● **Written task**
Reproduce word for word the stretch of the piece on the play Agokwe starting with "Oct. 24, 2012" and going on through "explored cultural prism.".

● **Document section**
'''
Oct. 24, 2012 - Issue #888: Winter Guide 2012
Directed by Ed Roy
Catalyst Theatre, $15 – $25
Agokwe (pronounced a-go-kway) is the Ojibwe word meaning two-spirited, or, in a quite literal translation, "within the man there is a woman." Agokwe the play, based on the life of its creator/performer, Waawaate Fobister, follows such a person growing up on the reserve, young and feeling those first sparkling pangs of love with a boy despite the homophobic bent of the wider culture at hand, channeling that young love and hearbreak through a rarely explored cultural prism.
"It started off with Waawaate having a couple of monologues that he began with," explains director Ed Roy, on speakerphone alongside Fobister from Toronto. "He had a couple of characters he was interested in exploring, and he knew he wanted to explore an aspect of his own life. So, in working together, I helped draw out the other characters that were lying in wait to help tell the story."
'''
● **Recorded data**
'''
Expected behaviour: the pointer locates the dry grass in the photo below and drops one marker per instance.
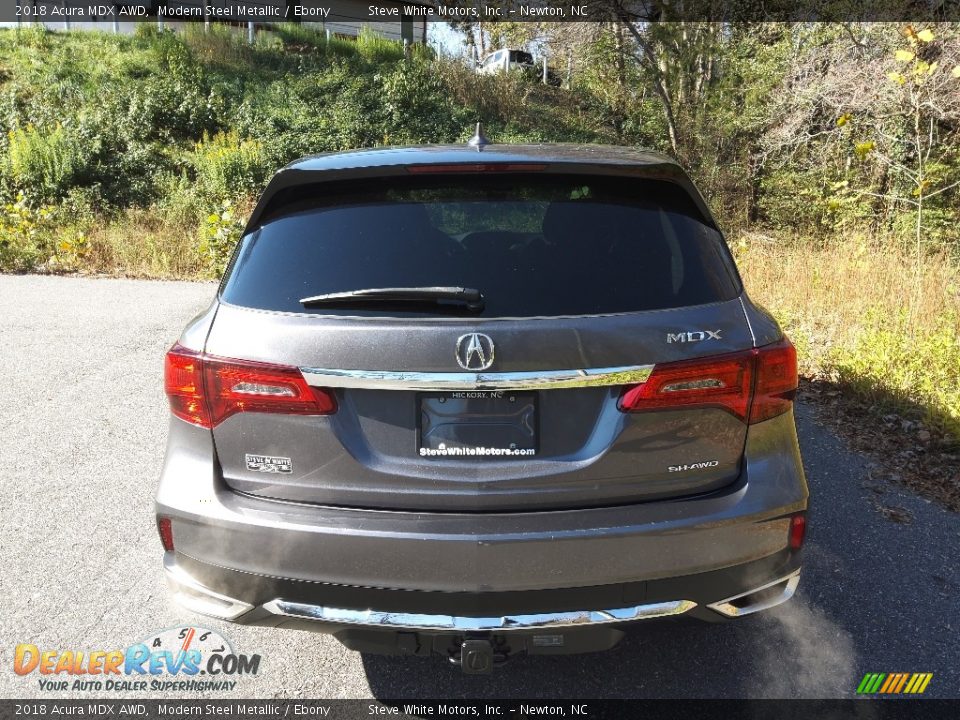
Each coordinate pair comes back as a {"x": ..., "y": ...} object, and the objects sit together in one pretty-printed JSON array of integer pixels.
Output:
'''
● **Solution to the problem**
Oct. 24, 2012 - Issue #888: Winter Guide 2012
Directed by Ed Roy
Catalyst Theatre, $15 – $25
Agokwe (pronounced a-go-kway) is the Ojibwe word meaning two-spirited, or, in a quite literal translation, "within the man there is a woman." Agokwe the play, based on the life of its creator/performer, Waawaate Fobister, follows such a person growing up on the reserve, young and feeling those first sparkling pangs of love with a boy despite the homophobic bent of the wider culture at hand, channeling that young love and hearbreak through a rarely explored cultural prism.